* _ИСХОДНЫЙ ТЕКСТ_
Я думаю, сегодня наука, стоящая на философских основаниях прагматизма, слишком усеченно трактует природные взаимодействия. Я предположила, что цель взаимодействия полусуществ и существ − контакт, взаимное познание, существование вместе. Только мы этого не понимаем. Вирусы адаптируются к нам, а мы к ним – не слишком. Мы их боимся, а они к нам стремятся. И – по крайней мере мой герой – по-своему начинают понимать многое. Они вынуждены понять и то, что любовь неотделима от поглощения любимого. Что она может привести к смерти. Что тут спасительного? Но разве это неправда?
– В романе «Промежуток» разговаривали тюремные решетки и железнодорожные платформы, в «Изнанке» заговорил вирус. Вы не особо доверяете человеку как пресловутому «венцу природы» (и транслятору сказочных же глупостей) или братья наши меньшие вам более интересны в качестве возможной альтернативы?

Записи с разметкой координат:
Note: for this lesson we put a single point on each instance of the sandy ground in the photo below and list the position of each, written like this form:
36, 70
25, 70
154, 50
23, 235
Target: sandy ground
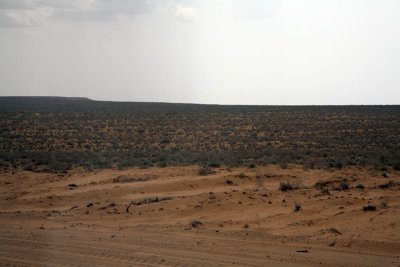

* _ЗАДАНИЯ_
1. Перечислите всё, что отрывок из интервью называет целью взаимодействия полусуществ и существ.
2. Подхватите отрывок из интервью и продолжите его после последнего вопроса.

* _ОТВЕТЫ К ЗАДАНИЯМ_
1. Контакт, взаимное познание, существование вместе.

2.
– Мне интересно писать прозу от лица «других» – в том числе и неодушевленных объектов. Кажущихся таковыми. Здесь открывается множество возможностей. Такая оптика возникает из гиперэмпатии и переразвитого воображения. Гиперэмпатия – мне кажется, вообще удачное свойство для прозаика-концептуалиста. Вживание в «других», реконструкция их сознаний, речь от лица тех, кто кажется немым, безумно интересны сами по себе. С другой стороны, все это может и не быть самоцелью. Но оно дает необходимое остранение и новый взгляд на чисто человеческую реальность. Здесь возникает окно для действительного пересмотра всех граней нашей матрицы. Возможность увидеть в просвете промельк реальности «как-она-есть». Схватить за отросток новую догадку о ней. Конечно, «Изнанка» – роман о людях «глазами» коронавируса в той же мере, что и роман о коронавирусе. Я люблю людей и люблю моего героя. Он позволил мне выразить мое собственное остранение по отношению ко многим феноменам нашей реальности и мою собственную нежность ко всему и всем. Мне интересны и дороги все. Неизвестно на самом деле, кто из нас всех меньший, а кто бóльший.
– Сложно ли было вживаться в роль Чужого, путешествующего по жизни в разных телах-носителях? Каково это – проживать историю вируса, обозревающего мир в разных социальных ракурсах? Ведь у вас в романе – и домохозяйки, и влюбленные, и сексуальный маньяк…
– Сложно или нет – вопрос так не стоит. Это было офигительно интересно. Это интересно мне до сих пор, даже когда мой герой уже уничтожен антисептиком, а мой роман с коронавирусом закончился. Но пандемия – нет.
– Современный мир давно уже избавился от мировоззренческих штампов, и толстовством с ницшеанством нынче никого не удивишь. Но ваша «Изнанка», где все в нашем мире, по мнению вируса, навыворот – разве не очередная ревизия ценностей – яркая, неожиданная, парадоксальная?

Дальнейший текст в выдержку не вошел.